» EXERCISE REQUIREMENTS:
Rewrite the records below with every "keyed" changed to "with keys", leaving all else untouched.

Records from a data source

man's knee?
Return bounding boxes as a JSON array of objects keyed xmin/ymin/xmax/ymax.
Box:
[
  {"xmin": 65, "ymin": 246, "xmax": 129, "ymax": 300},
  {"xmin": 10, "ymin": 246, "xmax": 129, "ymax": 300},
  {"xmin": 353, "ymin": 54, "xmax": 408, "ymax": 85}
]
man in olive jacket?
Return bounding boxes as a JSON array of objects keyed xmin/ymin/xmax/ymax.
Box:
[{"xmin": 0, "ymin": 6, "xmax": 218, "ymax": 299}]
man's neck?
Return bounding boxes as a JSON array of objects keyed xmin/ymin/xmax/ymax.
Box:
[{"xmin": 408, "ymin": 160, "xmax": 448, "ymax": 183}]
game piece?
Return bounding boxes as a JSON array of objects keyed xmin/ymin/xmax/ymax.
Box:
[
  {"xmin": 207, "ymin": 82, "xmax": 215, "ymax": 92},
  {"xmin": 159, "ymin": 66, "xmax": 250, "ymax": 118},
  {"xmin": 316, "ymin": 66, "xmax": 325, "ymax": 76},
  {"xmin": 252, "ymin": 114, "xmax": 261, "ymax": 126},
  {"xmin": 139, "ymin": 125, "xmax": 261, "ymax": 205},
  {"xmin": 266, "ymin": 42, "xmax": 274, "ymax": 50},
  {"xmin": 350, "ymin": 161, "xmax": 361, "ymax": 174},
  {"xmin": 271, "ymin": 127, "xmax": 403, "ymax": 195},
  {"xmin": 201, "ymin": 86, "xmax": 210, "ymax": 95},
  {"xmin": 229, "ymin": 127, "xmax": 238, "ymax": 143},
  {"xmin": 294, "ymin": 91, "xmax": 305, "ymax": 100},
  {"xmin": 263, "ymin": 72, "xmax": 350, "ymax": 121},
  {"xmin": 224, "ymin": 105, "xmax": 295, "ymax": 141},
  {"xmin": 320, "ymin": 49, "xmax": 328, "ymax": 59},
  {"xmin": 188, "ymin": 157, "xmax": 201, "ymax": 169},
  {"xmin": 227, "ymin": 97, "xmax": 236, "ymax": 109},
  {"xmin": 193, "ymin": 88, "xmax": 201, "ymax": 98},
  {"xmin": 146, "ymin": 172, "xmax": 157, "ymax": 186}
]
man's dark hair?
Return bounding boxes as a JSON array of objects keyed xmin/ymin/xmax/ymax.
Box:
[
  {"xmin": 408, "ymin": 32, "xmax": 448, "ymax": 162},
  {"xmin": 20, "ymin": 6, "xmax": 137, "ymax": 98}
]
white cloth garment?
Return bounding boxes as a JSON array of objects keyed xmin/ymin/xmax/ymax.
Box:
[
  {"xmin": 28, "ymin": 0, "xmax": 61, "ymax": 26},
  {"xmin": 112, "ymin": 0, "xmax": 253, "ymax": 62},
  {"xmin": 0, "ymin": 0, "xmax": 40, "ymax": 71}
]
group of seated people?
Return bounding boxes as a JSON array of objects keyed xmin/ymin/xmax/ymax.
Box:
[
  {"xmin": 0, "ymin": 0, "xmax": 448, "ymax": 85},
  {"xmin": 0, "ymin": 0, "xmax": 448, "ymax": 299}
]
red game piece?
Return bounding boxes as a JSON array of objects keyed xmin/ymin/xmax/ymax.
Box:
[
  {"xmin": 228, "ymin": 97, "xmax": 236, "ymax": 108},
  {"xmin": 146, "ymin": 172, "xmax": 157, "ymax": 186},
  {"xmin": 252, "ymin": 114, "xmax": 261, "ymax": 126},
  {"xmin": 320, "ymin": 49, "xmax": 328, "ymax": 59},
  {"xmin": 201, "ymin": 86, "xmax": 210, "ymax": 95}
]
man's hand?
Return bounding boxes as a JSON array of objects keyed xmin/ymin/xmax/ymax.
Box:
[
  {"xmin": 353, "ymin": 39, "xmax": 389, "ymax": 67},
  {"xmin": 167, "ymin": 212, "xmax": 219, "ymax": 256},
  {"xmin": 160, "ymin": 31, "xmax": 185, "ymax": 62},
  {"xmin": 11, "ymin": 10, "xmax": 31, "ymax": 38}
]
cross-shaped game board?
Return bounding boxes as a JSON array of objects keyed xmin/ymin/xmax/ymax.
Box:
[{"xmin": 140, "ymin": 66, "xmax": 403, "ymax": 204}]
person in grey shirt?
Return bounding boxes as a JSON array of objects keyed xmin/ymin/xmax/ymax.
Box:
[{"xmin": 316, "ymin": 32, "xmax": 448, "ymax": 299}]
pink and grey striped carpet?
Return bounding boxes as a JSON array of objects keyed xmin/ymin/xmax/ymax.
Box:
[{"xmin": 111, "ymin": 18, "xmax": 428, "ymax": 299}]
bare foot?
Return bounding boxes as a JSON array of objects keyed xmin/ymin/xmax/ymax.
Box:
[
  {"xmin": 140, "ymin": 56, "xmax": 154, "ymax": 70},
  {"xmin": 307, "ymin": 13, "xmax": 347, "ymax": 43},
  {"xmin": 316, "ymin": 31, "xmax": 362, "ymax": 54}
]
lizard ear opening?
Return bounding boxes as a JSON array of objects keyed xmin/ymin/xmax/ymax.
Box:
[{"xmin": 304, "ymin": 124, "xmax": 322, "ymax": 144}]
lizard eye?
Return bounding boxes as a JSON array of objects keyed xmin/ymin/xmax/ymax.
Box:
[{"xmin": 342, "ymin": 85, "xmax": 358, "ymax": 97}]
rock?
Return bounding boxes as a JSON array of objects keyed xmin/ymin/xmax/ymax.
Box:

» RESPONSE:
man's knee?
Return bounding boxes as a JSON array of objects with keys xmin/ymin/xmax/ymax.
Box:
[
  {"xmin": 65, "ymin": 246, "xmax": 129, "ymax": 300},
  {"xmin": 10, "ymin": 246, "xmax": 129, "ymax": 300},
  {"xmin": 353, "ymin": 54, "xmax": 408, "ymax": 85}
]
man in olive jacket?
Return bounding boxes as a JSON array of objects with keys xmin/ymin/xmax/ymax.
Box:
[{"xmin": 0, "ymin": 6, "xmax": 218, "ymax": 299}]
man's neck?
Return bounding boxes as a JSON array of objects with keys xmin/ymin/xmax/ymax.
Box:
[{"xmin": 408, "ymin": 160, "xmax": 448, "ymax": 183}]
game piece?
Return bounding boxes as a JSON array of objects with keys xmin/ymin/xmax/ymax.
Box:
[
  {"xmin": 207, "ymin": 82, "xmax": 215, "ymax": 92},
  {"xmin": 159, "ymin": 66, "xmax": 250, "ymax": 118},
  {"xmin": 316, "ymin": 66, "xmax": 325, "ymax": 76},
  {"xmin": 252, "ymin": 114, "xmax": 261, "ymax": 126},
  {"xmin": 139, "ymin": 125, "xmax": 261, "ymax": 205},
  {"xmin": 266, "ymin": 42, "xmax": 274, "ymax": 50},
  {"xmin": 350, "ymin": 161, "xmax": 361, "ymax": 174},
  {"xmin": 271, "ymin": 127, "xmax": 403, "ymax": 195},
  {"xmin": 201, "ymin": 86, "xmax": 210, "ymax": 95},
  {"xmin": 229, "ymin": 127, "xmax": 238, "ymax": 143},
  {"xmin": 294, "ymin": 91, "xmax": 305, "ymax": 100},
  {"xmin": 263, "ymin": 72, "xmax": 350, "ymax": 121},
  {"xmin": 224, "ymin": 105, "xmax": 295, "ymax": 141},
  {"xmin": 320, "ymin": 49, "xmax": 328, "ymax": 59},
  {"xmin": 188, "ymin": 157, "xmax": 201, "ymax": 169},
  {"xmin": 227, "ymin": 97, "xmax": 236, "ymax": 109},
  {"xmin": 193, "ymin": 88, "xmax": 201, "ymax": 98},
  {"xmin": 146, "ymin": 172, "xmax": 157, "ymax": 186}
]
man's dark hair?
Return bounding boxes as a JSON array of objects with keys xmin/ymin/xmax/ymax.
Box:
[
  {"xmin": 408, "ymin": 32, "xmax": 448, "ymax": 162},
  {"xmin": 20, "ymin": 6, "xmax": 137, "ymax": 98}
]
white cloth garment?
Return bounding boxes as a JSON array of objects with keys xmin/ymin/xmax/ymax.
Box:
[
  {"xmin": 28, "ymin": 0, "xmax": 61, "ymax": 26},
  {"xmin": 112, "ymin": 0, "xmax": 253, "ymax": 62},
  {"xmin": 0, "ymin": 0, "xmax": 40, "ymax": 71}
]
group of seated people?
Return bounding boxes as a JSON array of objects with keys xmin/ymin/xmax/ymax.
Box:
[
  {"xmin": 0, "ymin": 0, "xmax": 448, "ymax": 85},
  {"xmin": 0, "ymin": 0, "xmax": 448, "ymax": 299}
]
red game piece?
Return bounding boxes as a JSON array of objects with keys xmin/ymin/xmax/ymax.
Box:
[
  {"xmin": 228, "ymin": 97, "xmax": 236, "ymax": 108},
  {"xmin": 146, "ymin": 172, "xmax": 157, "ymax": 186},
  {"xmin": 252, "ymin": 114, "xmax": 261, "ymax": 126},
  {"xmin": 320, "ymin": 49, "xmax": 328, "ymax": 59},
  {"xmin": 201, "ymin": 86, "xmax": 210, "ymax": 95}
]
man's hand?
Return bounding boxes as a JSON array of objects with keys xmin/ymin/xmax/ymax.
Box:
[
  {"xmin": 353, "ymin": 39, "xmax": 389, "ymax": 67},
  {"xmin": 167, "ymin": 212, "xmax": 219, "ymax": 256},
  {"xmin": 160, "ymin": 31, "xmax": 185, "ymax": 62},
  {"xmin": 11, "ymin": 10, "xmax": 31, "ymax": 38}
]
cross-shaped game board?
Return bounding boxes as a JSON array of objects with keys xmin/ymin/xmax/ymax.
Box:
[{"xmin": 140, "ymin": 66, "xmax": 403, "ymax": 204}]
person in grey shirt?
Return bounding boxes as a JSON array of objects with keys xmin/ymin/xmax/ymax.
Box:
[{"xmin": 316, "ymin": 32, "xmax": 448, "ymax": 299}]
pink and grey striped carpet?
Return bounding boxes as a JSON array of objects with keys xmin/ymin/xmax/ymax.
Box:
[{"xmin": 111, "ymin": 18, "xmax": 428, "ymax": 299}]
bare foot?
Return bounding boxes as a JSON array of objects with keys xmin/ymin/xmax/ymax.
Box:
[
  {"xmin": 140, "ymin": 56, "xmax": 154, "ymax": 70},
  {"xmin": 307, "ymin": 13, "xmax": 347, "ymax": 43},
  {"xmin": 316, "ymin": 31, "xmax": 362, "ymax": 54}
]
lizard ear opening?
Return bounding boxes as a JSON array of objects with keys xmin/ymin/xmax/ymax.
Box:
[{"xmin": 304, "ymin": 124, "xmax": 322, "ymax": 144}]
lizard eye?
Return bounding boxes as a JSON array of objects with keys xmin/ymin/xmax/ymax.
Box:
[{"xmin": 342, "ymin": 85, "xmax": 358, "ymax": 97}]
rock?
Return bounding boxes as a JSON array of objects with keys xmin/ymin/xmax/ymax.
Box:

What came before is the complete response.